**TAREFA PROPOSTA A:**
Reproduza fielmente as linhas dos registros, desde o começo até a linha que contém "left=852, top=202, right=897, bottom=243", incluindo-a.

**TRECHO DA PÁGINA:**
◇ ◇ ◇ ◇

Hoje ocorreu uma segunda marcha aqui em Belém que
pretendia ser igualmente pacífica. No começo existia muita dúvida acerca de
tudo, pois houve uma grande desorganização após a primeira: várias marchas
marcadas para o mesmo dia e horário, vários locais e pautas diferentes.
Isso é normal: um espaço surgiu e depois ficou
vago, e muitas pessoas surgiram para tentar ocupá-lo. Não foi oportunismo, nem
nada parecido, mas as pessoas estavam com um grito preso na garganta e queriam
ir às ruas.
Na quarta-feira, dia 19/06, foi marcada uma
reunião aberta na Praça da república para tentar então definir uma única marcha
na quinta-feira, dia 20/06, além de demandas a serem levadas ao Prefeito, e foi
assim ocorreu: muitos movimentos, alguns partidos, todos querendo falar, falar,
falar, e nada decidir. Foram quase cinco horas de reunião em que mais se viu
uma briga de egos do que outra coisa. Desta vez não era mais o povo, já eram os
partidos, o mesmo de sempre, e foi então que a coisa desandou.

◇ ◇ ◇ ◇

**MATERIAL DA TAREFA:**
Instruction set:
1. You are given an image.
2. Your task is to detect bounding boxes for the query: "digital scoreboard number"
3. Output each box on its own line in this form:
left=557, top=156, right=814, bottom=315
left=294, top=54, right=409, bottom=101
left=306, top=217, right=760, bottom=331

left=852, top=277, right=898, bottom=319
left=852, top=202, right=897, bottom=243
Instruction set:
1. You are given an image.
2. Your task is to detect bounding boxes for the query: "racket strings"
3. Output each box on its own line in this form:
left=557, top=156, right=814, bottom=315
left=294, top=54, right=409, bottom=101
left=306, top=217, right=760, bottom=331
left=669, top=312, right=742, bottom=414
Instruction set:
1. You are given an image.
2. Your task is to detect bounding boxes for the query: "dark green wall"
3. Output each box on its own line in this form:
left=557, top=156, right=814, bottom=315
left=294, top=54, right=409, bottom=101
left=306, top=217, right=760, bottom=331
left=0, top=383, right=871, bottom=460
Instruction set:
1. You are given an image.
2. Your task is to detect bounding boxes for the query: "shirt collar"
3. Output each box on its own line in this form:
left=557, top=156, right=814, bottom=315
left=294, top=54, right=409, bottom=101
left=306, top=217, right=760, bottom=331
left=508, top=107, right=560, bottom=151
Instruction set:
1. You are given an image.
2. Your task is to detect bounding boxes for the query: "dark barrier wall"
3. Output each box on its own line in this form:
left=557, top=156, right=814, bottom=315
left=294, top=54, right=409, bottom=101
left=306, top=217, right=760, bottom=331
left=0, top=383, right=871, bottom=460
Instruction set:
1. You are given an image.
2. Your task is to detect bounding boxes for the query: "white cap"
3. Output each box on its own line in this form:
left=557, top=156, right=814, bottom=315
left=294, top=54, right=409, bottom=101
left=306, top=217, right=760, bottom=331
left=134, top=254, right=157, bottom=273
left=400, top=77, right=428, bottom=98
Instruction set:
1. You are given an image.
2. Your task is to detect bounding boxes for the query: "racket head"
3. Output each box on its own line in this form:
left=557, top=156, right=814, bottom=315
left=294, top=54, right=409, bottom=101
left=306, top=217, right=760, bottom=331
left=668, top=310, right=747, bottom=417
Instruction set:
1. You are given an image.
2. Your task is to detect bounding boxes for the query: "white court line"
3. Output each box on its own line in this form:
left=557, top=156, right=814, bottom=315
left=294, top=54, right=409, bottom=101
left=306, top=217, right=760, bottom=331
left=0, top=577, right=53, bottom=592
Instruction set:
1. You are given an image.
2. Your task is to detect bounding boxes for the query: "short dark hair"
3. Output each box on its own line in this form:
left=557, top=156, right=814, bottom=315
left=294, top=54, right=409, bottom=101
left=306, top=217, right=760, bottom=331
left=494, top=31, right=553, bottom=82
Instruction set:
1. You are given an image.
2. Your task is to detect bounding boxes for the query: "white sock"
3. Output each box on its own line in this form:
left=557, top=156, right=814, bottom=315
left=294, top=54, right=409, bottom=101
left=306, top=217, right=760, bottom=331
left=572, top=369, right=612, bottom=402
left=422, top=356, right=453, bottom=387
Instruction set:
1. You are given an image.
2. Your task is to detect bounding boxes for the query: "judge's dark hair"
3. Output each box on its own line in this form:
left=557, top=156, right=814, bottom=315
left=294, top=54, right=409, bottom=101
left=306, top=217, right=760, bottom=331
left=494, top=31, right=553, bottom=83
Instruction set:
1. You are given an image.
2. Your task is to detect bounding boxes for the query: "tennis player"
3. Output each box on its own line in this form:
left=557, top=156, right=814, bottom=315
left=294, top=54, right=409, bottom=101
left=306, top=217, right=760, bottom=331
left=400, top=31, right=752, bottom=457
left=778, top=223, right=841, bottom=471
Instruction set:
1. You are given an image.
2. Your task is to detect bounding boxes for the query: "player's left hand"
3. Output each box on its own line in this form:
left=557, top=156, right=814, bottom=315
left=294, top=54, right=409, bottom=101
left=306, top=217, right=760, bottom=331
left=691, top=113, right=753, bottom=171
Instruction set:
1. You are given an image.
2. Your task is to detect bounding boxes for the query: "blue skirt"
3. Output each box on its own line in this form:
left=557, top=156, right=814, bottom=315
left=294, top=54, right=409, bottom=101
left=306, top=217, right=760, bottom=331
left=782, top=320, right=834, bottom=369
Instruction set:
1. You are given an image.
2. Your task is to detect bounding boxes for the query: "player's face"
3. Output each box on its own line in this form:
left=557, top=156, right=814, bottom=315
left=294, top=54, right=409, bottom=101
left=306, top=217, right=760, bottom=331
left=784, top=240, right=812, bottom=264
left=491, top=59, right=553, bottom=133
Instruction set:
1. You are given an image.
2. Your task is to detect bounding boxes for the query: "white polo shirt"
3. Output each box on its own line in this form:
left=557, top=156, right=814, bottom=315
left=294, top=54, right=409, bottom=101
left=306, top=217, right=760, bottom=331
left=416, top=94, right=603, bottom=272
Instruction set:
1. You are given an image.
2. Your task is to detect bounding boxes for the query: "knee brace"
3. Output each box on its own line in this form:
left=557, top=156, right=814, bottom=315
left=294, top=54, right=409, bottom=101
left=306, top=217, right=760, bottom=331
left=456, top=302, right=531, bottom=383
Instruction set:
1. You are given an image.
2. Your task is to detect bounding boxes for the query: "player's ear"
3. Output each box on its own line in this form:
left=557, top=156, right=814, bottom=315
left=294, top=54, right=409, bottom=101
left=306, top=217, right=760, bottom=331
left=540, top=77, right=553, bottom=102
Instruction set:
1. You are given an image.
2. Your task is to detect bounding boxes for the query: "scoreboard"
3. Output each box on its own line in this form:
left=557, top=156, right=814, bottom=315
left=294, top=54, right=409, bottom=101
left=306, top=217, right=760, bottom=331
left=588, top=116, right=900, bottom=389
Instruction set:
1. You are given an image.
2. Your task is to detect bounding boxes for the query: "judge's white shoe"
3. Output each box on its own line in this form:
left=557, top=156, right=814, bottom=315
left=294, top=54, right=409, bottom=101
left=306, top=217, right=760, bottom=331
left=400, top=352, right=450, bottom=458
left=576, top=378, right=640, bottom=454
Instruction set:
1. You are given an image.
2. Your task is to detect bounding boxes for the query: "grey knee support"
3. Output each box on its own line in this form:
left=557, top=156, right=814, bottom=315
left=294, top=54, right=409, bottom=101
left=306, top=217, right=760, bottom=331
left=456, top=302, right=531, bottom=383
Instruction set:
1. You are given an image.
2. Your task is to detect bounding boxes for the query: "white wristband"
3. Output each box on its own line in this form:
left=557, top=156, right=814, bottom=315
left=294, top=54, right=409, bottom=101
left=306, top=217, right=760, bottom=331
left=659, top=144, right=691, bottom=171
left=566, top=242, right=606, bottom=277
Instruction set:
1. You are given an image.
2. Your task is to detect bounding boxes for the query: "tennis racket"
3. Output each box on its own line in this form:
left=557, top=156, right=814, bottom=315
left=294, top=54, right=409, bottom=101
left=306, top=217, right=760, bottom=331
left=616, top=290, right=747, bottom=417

◇ ◇ ◇ ◇

**TAREFA PROPOSTA B:**
Reescreva o trecho sobre a marcha em Belém de "Isso é normal: um" até "a coisa desandou.", inclusive, trocando "Prefeito" por "Governador".

**RESPOSTA ESCRITA A:**
Instruction set:
1. You are given an image.
2. Your task is to detect bounding boxes for the query: "digital scoreboard number"
3. Output each box on its own line in this form:
left=557, top=156, right=814, bottom=315
left=294, top=54, right=409, bottom=101
left=306, top=217, right=760, bottom=331

left=852, top=277, right=898, bottom=319
left=852, top=202, right=897, bottom=243

**RESPOSTA ESCRITA B:**
Isso é normal: um espaço surgiu e depois ficou
vago, e muitas pessoas surgiram para tentar ocupá-lo. Não foi oportunismo, nem
nada parecido, mas as pessoas estavam com um grito preso na garganta e queriam
ir às ruas.
Na quarta-feira, dia 19/06, foi marcada uma
reunião aberta na Praça da república para tentar então definir uma única marcha
na quinta-feira, dia 20/06, além de demandas a serem levadas ao Governador, e foi
assim ocorreu: muitos movimentos, alguns partidos, todos querendo falar, falar,
falar, e nada decidir. Foram quase cinco horas de reunião em que mais se viu
uma briga de egos do que outra coisa. Desta vez não era mais o povo, já eram os
partidos, o mesmo de sempre, e foi então que a coisa desandou.